SOURCE »
________________________________________

Dom Harvey rallied to reach the semifinals of Pro Tour The Lord of the Rings. He recaps the results from Barcelona and the strategy behind his seemingly sentimental choice of the Amulet Titan deck.

Amulet of Vigor
Amulet of Vigor, illustrated by Warren Mahy

I returned from Pro Tour March of the Machine reeling from my awful performance and keen for a shot at redemption that I didn’t expect any time soon. My final loss that weekend was especially painful because I wanted that shot right here at Pro Tour The Lord of the Rings, in my favourite format in an amazing destination.

With my Top 8 at Toronto’s Regional Championship in June, I earned that shot and set my sights on Modern and Limited for the Pro Tour. When that day finally came, I quickly found myself 0-2 in the first draft and on the brink of a 0-3 that would have shattered my hopes for this tournament and my self-image as someone who could compete at that level. 

After a miraculous comeback in that final round, I rattled off a win streak that seemed sure to land me in 9th, my tiebreakers fatally wounded from that poor start. I knew that was the likely outcome and made my peace with it. Ninth was still a great finish that would give me a slot at the World Championships in a few weeks and invites for a full year of Pro Tours, as well as a nice payday and some confidence that I deserved to be there. The careers of Pro Tour mainstays from Brad Nelson and Reid Duke to Ari Lax and Javier Dominguez all took off with a ninth place that felt unfortunate at the time but was a precursor of great success – I knew I wasn’t in their company yet, but that thought was a nice consolation at least.

A Twist in the Tale 

As I searched for closure in this result, I learned my weekend wasn’t over yet. In one final bizarre twist, the win-and-in match between Alex Hayne and Kazune Kosaka ended in an inconclusive, unintentional draw that freed up a slot in the Top 8. My 9th turned into 8th, and suddenly I found myself with my arm around Kai Budde in a Pro Tour Top 8 photo! 

When a friend got me into Magic almost twenty years ago, I spent many lazy afternoons devouring every Pro Tour report I could find in the archives here on Star City Games. I wish I could tell that much younger me that one day he would be writing his own Pro Tour Top 8 report. 

Personal Odyssey

Back then, tournament reports were as much about the writer’s personal odyssey as anything else – travel mishaps, team drama, and after-hours hijinks might take up as many column inches as the matches of Magic. For the author, these moments make those memories vivid long after the rounds and cards have all blurred together. For an audience focused on their impending chance to climb up from a lower rung, this could be a motivating glimpse of a shared goal – or it could fall flat altogether. As Magic content moved towards a sharper focus on immediate relevance and bang for your buck, the old-school tournament report became an endangered species that might appear as an occasional treat from a generous editor.

________________________________________

Continue the Pro Tour report past its last sentence, picking up right after the line about the old-school tournament report becoming an endangered species.

Entries for labeling bounding boxes »

________________________________________

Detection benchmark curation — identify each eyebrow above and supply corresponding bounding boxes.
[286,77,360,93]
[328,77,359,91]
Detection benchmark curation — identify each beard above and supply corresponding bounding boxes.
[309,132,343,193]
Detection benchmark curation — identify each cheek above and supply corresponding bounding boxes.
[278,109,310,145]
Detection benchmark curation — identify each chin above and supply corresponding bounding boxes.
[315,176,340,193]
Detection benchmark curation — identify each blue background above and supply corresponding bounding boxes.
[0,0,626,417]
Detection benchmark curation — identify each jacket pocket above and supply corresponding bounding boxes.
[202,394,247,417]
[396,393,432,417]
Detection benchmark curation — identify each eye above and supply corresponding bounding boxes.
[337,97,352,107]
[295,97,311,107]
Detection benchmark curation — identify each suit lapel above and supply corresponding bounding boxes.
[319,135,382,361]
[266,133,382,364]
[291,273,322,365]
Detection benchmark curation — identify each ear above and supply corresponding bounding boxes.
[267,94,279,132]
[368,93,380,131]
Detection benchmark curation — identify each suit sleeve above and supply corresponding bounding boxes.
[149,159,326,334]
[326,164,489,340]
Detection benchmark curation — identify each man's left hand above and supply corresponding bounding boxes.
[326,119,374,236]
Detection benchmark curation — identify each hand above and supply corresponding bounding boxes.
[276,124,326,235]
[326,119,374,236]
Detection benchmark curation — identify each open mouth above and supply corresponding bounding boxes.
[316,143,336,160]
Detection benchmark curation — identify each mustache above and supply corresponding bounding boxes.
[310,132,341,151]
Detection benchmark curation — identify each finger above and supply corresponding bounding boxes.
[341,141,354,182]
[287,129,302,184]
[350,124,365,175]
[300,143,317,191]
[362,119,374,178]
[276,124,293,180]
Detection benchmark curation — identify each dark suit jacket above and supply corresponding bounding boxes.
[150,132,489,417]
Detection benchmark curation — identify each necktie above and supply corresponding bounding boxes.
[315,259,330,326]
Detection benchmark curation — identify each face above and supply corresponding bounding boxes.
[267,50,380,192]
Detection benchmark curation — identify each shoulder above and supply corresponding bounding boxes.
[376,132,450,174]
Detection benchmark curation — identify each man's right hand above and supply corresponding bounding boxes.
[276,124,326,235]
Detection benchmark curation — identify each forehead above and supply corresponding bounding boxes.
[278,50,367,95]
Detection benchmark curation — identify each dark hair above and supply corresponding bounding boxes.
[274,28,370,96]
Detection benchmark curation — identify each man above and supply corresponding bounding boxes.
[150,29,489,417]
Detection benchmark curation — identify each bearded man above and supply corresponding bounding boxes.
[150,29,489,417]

________________________________________

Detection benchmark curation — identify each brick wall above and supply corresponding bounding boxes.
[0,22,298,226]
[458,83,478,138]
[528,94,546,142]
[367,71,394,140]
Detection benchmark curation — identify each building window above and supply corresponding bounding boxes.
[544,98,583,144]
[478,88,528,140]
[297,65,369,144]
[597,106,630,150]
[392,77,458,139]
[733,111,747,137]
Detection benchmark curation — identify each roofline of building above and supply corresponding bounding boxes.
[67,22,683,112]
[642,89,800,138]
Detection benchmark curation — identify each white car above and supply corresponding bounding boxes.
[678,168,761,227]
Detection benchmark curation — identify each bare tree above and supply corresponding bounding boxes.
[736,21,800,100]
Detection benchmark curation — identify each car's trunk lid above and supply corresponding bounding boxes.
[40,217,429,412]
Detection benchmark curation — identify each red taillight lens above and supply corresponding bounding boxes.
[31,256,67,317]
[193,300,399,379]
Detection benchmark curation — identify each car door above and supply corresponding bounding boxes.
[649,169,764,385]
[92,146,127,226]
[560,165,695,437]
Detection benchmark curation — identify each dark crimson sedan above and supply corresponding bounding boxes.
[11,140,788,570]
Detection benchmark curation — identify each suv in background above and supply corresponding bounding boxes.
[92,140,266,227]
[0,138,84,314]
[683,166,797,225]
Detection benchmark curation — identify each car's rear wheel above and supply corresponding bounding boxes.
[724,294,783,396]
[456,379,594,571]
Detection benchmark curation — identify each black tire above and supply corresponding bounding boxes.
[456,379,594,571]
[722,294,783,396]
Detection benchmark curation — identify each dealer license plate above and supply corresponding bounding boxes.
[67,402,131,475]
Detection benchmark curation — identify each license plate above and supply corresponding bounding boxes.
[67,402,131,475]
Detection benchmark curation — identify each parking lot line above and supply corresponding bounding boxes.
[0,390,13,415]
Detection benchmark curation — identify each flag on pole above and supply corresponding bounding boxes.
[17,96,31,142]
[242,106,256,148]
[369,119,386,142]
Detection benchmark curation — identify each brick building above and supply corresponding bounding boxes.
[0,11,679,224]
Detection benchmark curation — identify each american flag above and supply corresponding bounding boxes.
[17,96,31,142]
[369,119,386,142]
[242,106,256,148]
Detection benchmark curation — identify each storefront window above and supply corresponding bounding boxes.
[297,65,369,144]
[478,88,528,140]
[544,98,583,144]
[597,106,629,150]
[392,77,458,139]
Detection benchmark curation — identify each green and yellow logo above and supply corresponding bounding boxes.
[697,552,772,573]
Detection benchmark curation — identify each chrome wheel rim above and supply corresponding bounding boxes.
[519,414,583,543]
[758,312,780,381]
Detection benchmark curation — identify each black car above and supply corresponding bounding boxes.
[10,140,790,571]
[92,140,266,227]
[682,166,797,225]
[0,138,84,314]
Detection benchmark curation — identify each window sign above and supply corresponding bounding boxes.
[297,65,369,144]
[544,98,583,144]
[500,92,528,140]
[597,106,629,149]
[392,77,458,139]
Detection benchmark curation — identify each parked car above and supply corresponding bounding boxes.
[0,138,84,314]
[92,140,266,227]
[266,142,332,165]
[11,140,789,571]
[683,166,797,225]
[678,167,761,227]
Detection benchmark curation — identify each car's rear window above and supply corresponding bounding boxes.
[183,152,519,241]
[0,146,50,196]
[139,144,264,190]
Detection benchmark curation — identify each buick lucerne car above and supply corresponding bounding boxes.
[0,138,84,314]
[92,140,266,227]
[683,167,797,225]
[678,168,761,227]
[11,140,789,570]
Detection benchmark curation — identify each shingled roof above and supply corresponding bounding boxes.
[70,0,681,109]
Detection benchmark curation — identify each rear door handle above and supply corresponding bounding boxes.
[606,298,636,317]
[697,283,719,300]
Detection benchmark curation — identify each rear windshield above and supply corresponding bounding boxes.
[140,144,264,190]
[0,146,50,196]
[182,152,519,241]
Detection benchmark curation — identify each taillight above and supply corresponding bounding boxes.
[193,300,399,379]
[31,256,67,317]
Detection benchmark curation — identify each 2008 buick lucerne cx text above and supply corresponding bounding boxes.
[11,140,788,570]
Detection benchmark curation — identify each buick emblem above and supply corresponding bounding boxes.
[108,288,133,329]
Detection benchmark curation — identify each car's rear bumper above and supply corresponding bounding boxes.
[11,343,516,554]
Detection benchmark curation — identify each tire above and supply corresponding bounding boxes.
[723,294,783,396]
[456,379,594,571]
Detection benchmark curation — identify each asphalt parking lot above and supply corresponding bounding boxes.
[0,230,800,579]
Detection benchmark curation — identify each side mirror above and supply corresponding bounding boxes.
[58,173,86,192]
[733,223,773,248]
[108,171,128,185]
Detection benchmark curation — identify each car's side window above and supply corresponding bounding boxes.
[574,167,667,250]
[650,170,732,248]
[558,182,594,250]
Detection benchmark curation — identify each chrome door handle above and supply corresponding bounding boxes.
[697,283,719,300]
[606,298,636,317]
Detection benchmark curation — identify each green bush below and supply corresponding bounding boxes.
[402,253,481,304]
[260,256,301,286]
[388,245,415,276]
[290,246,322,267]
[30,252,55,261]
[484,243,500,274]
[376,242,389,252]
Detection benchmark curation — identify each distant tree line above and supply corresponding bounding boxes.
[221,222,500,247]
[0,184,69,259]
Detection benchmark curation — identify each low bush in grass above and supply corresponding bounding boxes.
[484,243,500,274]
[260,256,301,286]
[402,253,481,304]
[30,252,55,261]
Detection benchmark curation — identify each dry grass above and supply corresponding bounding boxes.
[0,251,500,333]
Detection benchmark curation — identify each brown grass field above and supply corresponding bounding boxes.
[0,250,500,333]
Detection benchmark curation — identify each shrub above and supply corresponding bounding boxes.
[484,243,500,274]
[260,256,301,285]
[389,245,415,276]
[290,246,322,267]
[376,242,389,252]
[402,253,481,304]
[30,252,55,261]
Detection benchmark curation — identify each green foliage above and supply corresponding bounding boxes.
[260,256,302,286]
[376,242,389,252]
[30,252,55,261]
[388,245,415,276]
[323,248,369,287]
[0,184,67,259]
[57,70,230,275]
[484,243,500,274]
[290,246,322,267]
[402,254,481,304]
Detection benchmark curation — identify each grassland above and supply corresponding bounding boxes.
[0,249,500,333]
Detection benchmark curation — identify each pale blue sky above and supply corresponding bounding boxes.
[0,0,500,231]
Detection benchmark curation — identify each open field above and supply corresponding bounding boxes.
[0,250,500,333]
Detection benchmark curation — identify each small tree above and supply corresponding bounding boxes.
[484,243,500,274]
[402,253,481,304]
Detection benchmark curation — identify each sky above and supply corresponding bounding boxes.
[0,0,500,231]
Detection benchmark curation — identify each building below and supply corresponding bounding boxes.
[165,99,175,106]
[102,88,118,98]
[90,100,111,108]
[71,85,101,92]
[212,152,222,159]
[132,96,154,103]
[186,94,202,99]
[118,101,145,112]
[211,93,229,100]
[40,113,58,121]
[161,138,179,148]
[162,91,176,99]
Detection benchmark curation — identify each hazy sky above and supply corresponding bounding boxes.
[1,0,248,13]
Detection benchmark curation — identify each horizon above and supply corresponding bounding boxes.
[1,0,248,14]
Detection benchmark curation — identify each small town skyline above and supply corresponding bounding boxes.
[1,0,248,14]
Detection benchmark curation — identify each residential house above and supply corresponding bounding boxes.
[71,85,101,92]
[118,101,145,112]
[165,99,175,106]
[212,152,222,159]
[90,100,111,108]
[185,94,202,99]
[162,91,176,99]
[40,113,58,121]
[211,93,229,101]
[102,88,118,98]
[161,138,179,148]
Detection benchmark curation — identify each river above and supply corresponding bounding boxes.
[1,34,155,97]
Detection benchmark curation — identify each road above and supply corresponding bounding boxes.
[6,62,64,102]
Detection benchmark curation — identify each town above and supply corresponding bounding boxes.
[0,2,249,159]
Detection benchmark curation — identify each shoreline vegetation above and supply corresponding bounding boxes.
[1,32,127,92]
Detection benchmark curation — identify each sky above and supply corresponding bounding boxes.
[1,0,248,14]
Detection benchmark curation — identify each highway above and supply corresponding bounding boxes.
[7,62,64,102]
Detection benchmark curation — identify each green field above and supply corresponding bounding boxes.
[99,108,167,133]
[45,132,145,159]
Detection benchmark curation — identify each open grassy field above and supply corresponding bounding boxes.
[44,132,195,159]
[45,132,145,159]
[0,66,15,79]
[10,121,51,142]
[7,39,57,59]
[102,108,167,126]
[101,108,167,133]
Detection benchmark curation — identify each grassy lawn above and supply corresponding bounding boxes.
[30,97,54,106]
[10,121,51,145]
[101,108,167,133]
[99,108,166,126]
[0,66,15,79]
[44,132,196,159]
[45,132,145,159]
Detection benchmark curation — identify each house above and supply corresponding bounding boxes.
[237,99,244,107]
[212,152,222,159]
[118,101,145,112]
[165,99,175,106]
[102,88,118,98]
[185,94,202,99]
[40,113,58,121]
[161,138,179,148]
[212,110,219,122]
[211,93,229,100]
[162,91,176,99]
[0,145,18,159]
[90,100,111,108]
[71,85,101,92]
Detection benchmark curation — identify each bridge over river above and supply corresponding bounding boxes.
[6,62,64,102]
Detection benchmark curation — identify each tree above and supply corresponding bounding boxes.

________________________________________

WRITTEN ANSWER »
It’s no surprise that the tournament reports mentioned most fondly – or still mentioned at all – are those that make the author and their world come to life, rather than the most detailed dissections of Theros Block Constructed. Those at the top of that game too can weave the strategy and stories in a way that feels seamless. I wish I could flit from my memories of floating in a pool in the mountains with finalist Christian Calcano, chatting about life and Magic – just days before those would transform for both of us – to the ins and outs of current Modern, but the truth is that I don’t fully know what this finish will mean for me or to me yet. Now that I get to hang around that stage for a while, I hope I can get more results like this and more chances to reflect on what that means. 

Until then, let’s talk about Magic!

Modern Moments

This Pro Tour marked the first appearance of Modern on Magic’s biggest stage in four years. After the earthquakes of the Eldraine era and the transformation wrought by Modern Horizons 2, Modern had reached a state of relative stability. The eventual bannings of Hogaak, Arisen Necropolis and Arcum’s Astrolabe tarnished the reputation of the original Modern Horizons, and the clean record of Modern Horizons 2 in that regard was an impressive achievement. Cards like the Evoke Elementals; Urza’s Saga; and Ragavan, Nimble Pilferer all warped the format in their own way, but somehow held each other in an unlikely balance. 

Behind this lurked a difficult question – what if this peace was only possible because nobody cared enough to break it? The attention of professional players was always elsewhere, and some pros expressed an active disdain for the format. The best minds in the game finally having a reason to focus on Modern would expose any cracks in its foundations. 

Orcish Bowmasters The One Ring

Delighted Halfling Lorien Revealed

The Lord of the Rings: Tales of Middle-earth added another late wild card. This straight-to-Modern set didn’t have the depth of a Modern Horizons set, but its star players promised to be just as powerful. In a controversial but certainly flavourful turn of events, The One Ring instantly became a format-defining card that forced every deck to adapt or die. Any deck that was fundamentally weak to The One Ring was off the table; using it well or being able to ignore it was the best argument a deck could make for itself. 

Results

There’s a sense of danger and excitement around every Modern Pro Tour – will there be some obscure, broken deck that emerges to take the tournament by storm? Amulet Bloom struck gold for Justin Cohen and Sam Black at Pro Tour Fate Reforged; before his recent retirement as our resident control enthusiast, Shaheen Soorani was one of the earliest adopters of Krark-Clan Ironworks

The story of this tournament was just the opposite – the teams who made smart updates to proven decks reaped the rewards.

Evoke


Winner Jake Beardsley was the only player on Rakdos Evoke (or Rakdos Midrange) in the Top 8, but it put up an impressive win rate despite being the most popular deck, showing why it was a smart choice for so many. Some adventurous takes on this shell were floating around on Magic Online (MTGO), including a list that paired Persist with landcyclers like Troll of Khazad-Dum and Oliphaunt as ‘lands’ that pitch to Grief and Fury, but the proven formula won the day here.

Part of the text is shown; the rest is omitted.